§ **Entries provided**:
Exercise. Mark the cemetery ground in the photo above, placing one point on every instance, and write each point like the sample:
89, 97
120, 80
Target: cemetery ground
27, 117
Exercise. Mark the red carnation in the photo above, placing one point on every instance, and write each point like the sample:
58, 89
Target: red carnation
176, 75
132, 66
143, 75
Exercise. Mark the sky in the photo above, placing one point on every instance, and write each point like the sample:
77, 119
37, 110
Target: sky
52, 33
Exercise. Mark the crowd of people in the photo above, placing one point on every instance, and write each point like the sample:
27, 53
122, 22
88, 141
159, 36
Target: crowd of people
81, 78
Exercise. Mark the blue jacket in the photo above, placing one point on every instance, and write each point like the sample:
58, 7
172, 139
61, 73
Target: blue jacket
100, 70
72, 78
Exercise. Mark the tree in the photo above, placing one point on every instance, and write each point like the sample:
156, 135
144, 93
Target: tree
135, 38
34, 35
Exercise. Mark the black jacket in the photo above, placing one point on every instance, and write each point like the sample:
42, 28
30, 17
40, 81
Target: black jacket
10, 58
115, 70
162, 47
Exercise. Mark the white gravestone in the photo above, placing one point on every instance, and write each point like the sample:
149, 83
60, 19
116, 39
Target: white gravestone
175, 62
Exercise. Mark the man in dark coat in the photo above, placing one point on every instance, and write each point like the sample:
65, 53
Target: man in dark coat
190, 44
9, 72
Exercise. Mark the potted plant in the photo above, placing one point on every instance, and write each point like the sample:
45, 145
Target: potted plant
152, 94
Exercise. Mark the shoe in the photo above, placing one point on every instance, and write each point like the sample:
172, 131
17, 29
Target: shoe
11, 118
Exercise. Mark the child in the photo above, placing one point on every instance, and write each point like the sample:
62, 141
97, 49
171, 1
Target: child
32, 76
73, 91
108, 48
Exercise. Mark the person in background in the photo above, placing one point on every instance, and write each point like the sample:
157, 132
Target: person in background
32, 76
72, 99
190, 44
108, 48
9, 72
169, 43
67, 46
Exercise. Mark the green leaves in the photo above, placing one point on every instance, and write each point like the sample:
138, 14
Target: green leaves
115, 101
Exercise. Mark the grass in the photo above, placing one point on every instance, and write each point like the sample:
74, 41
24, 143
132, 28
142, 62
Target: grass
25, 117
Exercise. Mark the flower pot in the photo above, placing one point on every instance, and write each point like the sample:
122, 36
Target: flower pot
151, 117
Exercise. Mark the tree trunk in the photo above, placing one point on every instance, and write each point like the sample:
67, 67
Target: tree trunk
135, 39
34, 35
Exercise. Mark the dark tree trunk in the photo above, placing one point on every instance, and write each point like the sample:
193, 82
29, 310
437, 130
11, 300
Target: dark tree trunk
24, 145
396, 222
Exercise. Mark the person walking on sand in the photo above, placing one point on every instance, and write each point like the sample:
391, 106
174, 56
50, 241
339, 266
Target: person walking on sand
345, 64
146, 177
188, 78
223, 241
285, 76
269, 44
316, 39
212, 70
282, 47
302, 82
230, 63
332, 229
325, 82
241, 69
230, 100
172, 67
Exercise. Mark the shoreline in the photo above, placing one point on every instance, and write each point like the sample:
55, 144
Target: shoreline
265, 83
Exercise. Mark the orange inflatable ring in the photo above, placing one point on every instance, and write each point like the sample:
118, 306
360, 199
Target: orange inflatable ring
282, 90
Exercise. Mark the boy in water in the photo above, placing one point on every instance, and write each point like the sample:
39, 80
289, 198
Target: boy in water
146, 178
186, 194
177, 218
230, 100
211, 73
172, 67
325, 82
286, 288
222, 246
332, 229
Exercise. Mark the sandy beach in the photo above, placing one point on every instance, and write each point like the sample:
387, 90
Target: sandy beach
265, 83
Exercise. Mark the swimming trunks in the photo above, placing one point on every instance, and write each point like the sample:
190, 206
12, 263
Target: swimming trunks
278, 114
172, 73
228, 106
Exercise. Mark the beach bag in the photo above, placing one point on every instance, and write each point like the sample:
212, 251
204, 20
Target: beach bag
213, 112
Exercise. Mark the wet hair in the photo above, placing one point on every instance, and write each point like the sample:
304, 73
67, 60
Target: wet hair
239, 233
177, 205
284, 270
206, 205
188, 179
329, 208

§ **Task brief**: Emit the full listing verbatim.

§ **The answer**:
Exercise. Mark the cemetery ground in the photo above, placing one point on every instance, and write each point like the sample:
89, 97
120, 80
Target: cemetery ground
27, 117
Exercise. Mark the red carnation in the photo above, placing one point on every instance, and write each point like the sample:
58, 89
Target: red carnation
176, 75
132, 66
143, 75
Exercise. Mark the sky in the photo above, placing one point on every instance, and write each point like the sample:
77, 119
37, 110
Target: sky
52, 33
Exercise. Mark the crowd of people in the photo above, placing one point on every instance, and write each point like the sample:
27, 53
122, 22
88, 141
159, 36
Target: crowd of people
81, 78
Exercise. Mark the blue jacket in the photo above, placing one point on every instance, and write each point like the sample:
58, 7
172, 139
61, 73
Target: blue jacket
100, 70
72, 78
Exercise. Mark the tree in the photo above, placing one point on every instance, and write each point like the sample:
156, 135
144, 93
Target: tree
135, 38
34, 35
Exercise. Mark the black jacket in the photo above, placing one point on every instance, and write each point like the sample:
42, 28
30, 17
40, 81
Target: black jacket
10, 58
115, 70
162, 47
Exercise. Mark the white gravestone in the photo above, placing one point on every instance, and write each point like the sample:
149, 83
60, 19
116, 39
Target: white gravestone
175, 62
Exercise. Mark the man in dark coat in the photo above, placing one point on every instance, and write each point like the sample:
65, 53
Target: man in dark coat
190, 44
9, 72
Exercise. Mark the potted plant in the photo above, placing one point on every instance, and write each point like the sample:
45, 145
Target: potted plant
152, 94
Exercise. Mark the shoe in the photo above, placing one point on every instance, and write each point like the sample:
172, 131
17, 29
Target: shoe
11, 118
Exercise. Mark the child in the photo above, placing one point on every instance, and write each point like the sample:
62, 141
97, 49
171, 1
Target: child
32, 76
73, 91
108, 48
Exercise. Mark the person in background in the photo above, placing one point on every instance, and write each point like the sample:
157, 132
Target: person in background
32, 76
72, 99
190, 44
108, 48
9, 72
169, 43
67, 46
Exercise. Mark the green leaves in the photo above, placing one point on every instance, and write each point like the sample:
138, 14
Target: green leaves
115, 101
Exercise. Mark the grass in the photo above, placing one point on every instance, and write each point like the sample:
74, 41
24, 143
132, 28
142, 62
Target: grass
25, 117
Exercise. Mark the flower pot in the photo above, placing one point on every instance, and write each point like the sample:
122, 36
Target: flower pot
151, 117
Exercise. Mark the tree trunk in the photo above, placing one point on every instance, and write each point like the sample:
67, 67
Target: tree trunk
135, 39
34, 35
Exercise. Mark the dark tree trunk in the photo above, placing one point on every instance, and write each point like the sample:
193, 82
29, 310
437, 130
11, 300
Target: dark tree trunk
24, 145
396, 222
Exercise. Mark the person walking on sand in the photo above, placing one point on every instance, and write each point like the sample:
391, 106
174, 56
50, 241
339, 266
Target: person walking on sand
345, 64
146, 177
188, 78
223, 241
285, 76
269, 44
316, 39
212, 70
282, 47
302, 82
230, 63
332, 229
325, 82
241, 69
230, 100
172, 67
Exercise. Mark the shoreline in the photo above, placing one point on every instance, and write each point like the sample:
55, 144
Target: shoreline
265, 83
Exercise. Mark the orange inflatable ring in the photo above, placing one point on every instance, and write each point like the sample:
118, 306
360, 199
Target: orange inflatable ring
282, 90
Exercise. Mark the boy in water in the photo above, placing one point on every instance, and write each point like the sample:
39, 80
289, 198
Target: boy in water
146, 178
186, 194
177, 218
230, 100
211, 73
172, 67
325, 82
286, 288
222, 246
332, 229
Exercise. Mark the sandy beach in the photo above, placing one point on every instance, and write each point like the sample:
387, 90
Target: sandy beach
265, 83
Exercise. Mark the swimming trunks in the photo above, placing one point on every instance, and write each point like the sample:
190, 206
12, 263
Target: swimming trunks
278, 114
172, 73
228, 106
Exercise. Mark the beach bag in the photo above, placing one point on every instance, and write each point like the sample:
212, 251
204, 20
Target: beach bag
213, 112
Exercise. Mark the wet hair in the photo above, placing one point on every instance, and write each point like the sample:
304, 73
67, 60
Target: wet hair
239, 233
177, 205
284, 270
206, 205
188, 179
329, 208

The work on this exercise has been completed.